**Exercise input**
==*==

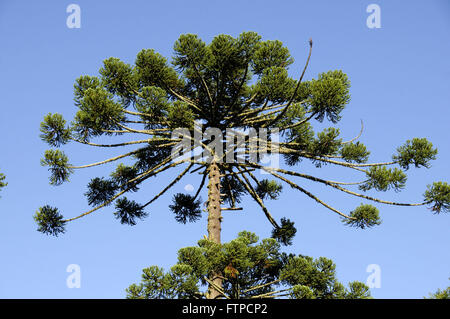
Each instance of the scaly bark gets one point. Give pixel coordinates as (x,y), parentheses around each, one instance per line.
(214,222)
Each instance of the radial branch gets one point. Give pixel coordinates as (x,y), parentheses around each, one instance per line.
(296,88)
(140,178)
(176,180)
(256,197)
(356,137)
(292,184)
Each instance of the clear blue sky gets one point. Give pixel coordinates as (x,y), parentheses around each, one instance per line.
(400,88)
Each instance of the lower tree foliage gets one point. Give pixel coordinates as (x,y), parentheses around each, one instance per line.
(249,268)
(441,294)
(232,84)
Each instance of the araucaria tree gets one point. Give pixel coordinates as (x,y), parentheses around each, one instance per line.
(240,84)
(250,270)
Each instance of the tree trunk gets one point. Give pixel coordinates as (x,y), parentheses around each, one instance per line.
(214,222)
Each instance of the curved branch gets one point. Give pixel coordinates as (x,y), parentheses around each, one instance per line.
(356,137)
(176,180)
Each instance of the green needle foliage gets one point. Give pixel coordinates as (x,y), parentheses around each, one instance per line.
(232,83)
(440,294)
(250,269)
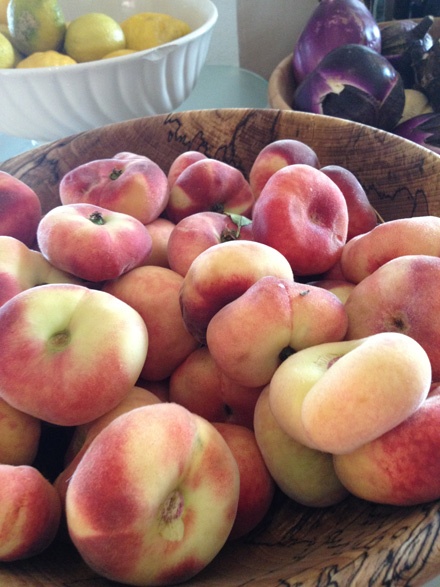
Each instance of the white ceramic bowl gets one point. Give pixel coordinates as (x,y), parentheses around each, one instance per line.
(47,104)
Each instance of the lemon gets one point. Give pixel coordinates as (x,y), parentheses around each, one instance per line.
(7,53)
(4,30)
(45,59)
(36,26)
(150,29)
(3,9)
(119,53)
(93,35)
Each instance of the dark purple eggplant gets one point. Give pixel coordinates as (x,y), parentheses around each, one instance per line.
(332,24)
(423,129)
(404,42)
(356,83)
(427,74)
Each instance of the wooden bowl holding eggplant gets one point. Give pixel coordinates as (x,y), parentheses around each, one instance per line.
(386,75)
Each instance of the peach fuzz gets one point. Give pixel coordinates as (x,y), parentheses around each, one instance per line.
(303,214)
(401,467)
(276,318)
(400,296)
(221,274)
(127,183)
(362,217)
(181,162)
(30,512)
(340,287)
(257,488)
(20,209)
(209,184)
(22,268)
(275,156)
(84,434)
(303,474)
(337,396)
(93,243)
(19,436)
(69,353)
(196,233)
(200,386)
(145,489)
(154,293)
(396,238)
(160,231)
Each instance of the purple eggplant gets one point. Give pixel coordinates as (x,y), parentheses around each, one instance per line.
(404,43)
(423,129)
(356,83)
(332,24)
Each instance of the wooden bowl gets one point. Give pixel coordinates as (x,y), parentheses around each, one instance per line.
(281,87)
(355,542)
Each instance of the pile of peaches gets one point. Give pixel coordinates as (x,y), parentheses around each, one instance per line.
(209,340)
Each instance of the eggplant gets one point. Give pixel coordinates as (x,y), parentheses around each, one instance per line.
(356,83)
(404,42)
(427,74)
(332,24)
(423,129)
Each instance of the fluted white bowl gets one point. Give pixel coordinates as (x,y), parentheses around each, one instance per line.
(46,104)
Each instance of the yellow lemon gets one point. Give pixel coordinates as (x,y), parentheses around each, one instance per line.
(7,53)
(3,10)
(93,35)
(36,26)
(118,53)
(45,59)
(4,30)
(150,29)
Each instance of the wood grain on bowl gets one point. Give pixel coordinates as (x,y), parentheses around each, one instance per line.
(352,543)
(401,179)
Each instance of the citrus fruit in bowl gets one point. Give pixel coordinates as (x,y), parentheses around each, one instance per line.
(49,99)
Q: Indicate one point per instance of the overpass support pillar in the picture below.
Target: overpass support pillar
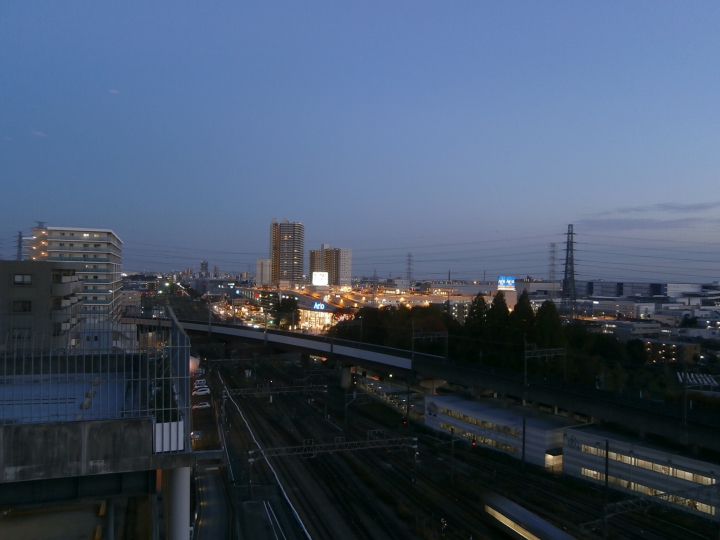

==*==

**What you need to do**
Can you write out all of the material above again, swapping "pixel coordinates" for "image coordinates" wherever it occurs, changing nothing else, and leaving out the pictures?

**Result of this exercise**
Each instance of the scaly bark gets one point. Give image coordinates as (x,y), parentheses around each, one instance per line.
(214,222)
Each instance of the radial branch gets one point. Give image coordinates as (x,y), parentheses around each, one instance per line.
(296,88)
(140,178)
(176,180)
(256,197)
(356,137)
(292,184)
Each instance of the clear blue sky gets one point. Give image coordinates as (x,y), parentheses around each, one instance per line.
(400,88)
Each instance of the lower tree foliage gets one point. Give image coordinates as (x,y), parentheses around each, one instance per line.
(249,268)
(441,294)
(232,84)
Each instance of the araucaria tree gets one point. Give image coordinates as (x,y), parentheses around each, one instance per line.
(240,84)
(250,270)
Each instance of the tree trunk gets one point. Give image coordinates as (x,y), parentheses around each, one instance per line.
(214,222)
Each instance of the curved branch gets one point. Give image coordinates as (x,y), parentheses around each, one instance per line.
(356,137)
(176,180)
Each instance of the green needle foliage gets one point. Give image coordinates as (x,y), parentheses around each, one instance per line.
(232,83)
(440,294)
(250,269)
Each instance of the white ceramic bowl gets one point. Give image coordinates as (x,y), parentheses around each, one instance per line.
(47,104)
Each instance of the lemon gets one point. Give image coordinates as (x,y), parentheses around each, one instance per line.
(7,53)
(4,30)
(45,59)
(36,26)
(150,29)
(3,9)
(119,53)
(93,35)
Each instance of the dark purple eggplant gets one point. Give image coordinates as (x,y), parentheses around each, one instance per line.
(332,24)
(423,129)
(404,42)
(356,83)
(427,74)
Each instance of the wooden bowl holding eggplant gets one point. Give image coordinates as (x,y), parentheses around each, one instance per line.
(386,75)
Each instance of the peach fuzz gets one point. Give image coordinates as (x,y), parentheses around each, one instance per line.
(303,214)
(401,467)
(276,318)
(400,296)
(221,274)
(127,183)
(362,217)
(181,162)
(30,512)
(340,287)
(257,488)
(20,209)
(209,184)
(22,268)
(275,156)
(84,434)
(303,474)
(337,396)
(93,243)
(19,436)
(69,353)
(196,233)
(200,386)
(145,489)
(154,293)
(396,238)
(160,231)
Each instance of the purple eggplant gets one point. Give image coordinates as (x,y), parentheses around each, one instance per line.
(404,43)
(423,129)
(356,83)
(332,24)
Each instance of the wooden bowl gets one point. Give image coordinates as (x,y), parentheses around each, one instance per line.
(281,87)
(355,542)
Each instance of the pile of peaches gets one point. Give image coordinates as (x,y), parentheses around each, one instance per line.
(209,340)
Each instance of the eggplant gets one point. Give image coordinates as (x,y), parentheses around each, one instance per line.
(356,83)
(404,42)
(427,74)
(332,24)
(423,129)
Each instance of the fluted white bowl gets one point. Give image coordinates as (x,y), parentheses around each, one instance per line.
(46,104)
Each instance of the yellow lemon gets one point. Give image coordinates as (x,y), parentheses around each, one instance per line.
(7,53)
(3,10)
(93,35)
(36,26)
(118,53)
(45,59)
(4,30)
(150,29)
Each instance of the wood grain on bowl gets one point. Give image coordinates as (x,y), parentheses around each, one instance per line.
(352,543)
(401,179)
Each instance of the citrus fruit in bowl gets one point. Give image coordinates as (x,y), parentheses around each, one instance per line.
(49,99)
Q: Indicate one point per instance of the overpass support pillar in the picture below.
Target: overpass support pillar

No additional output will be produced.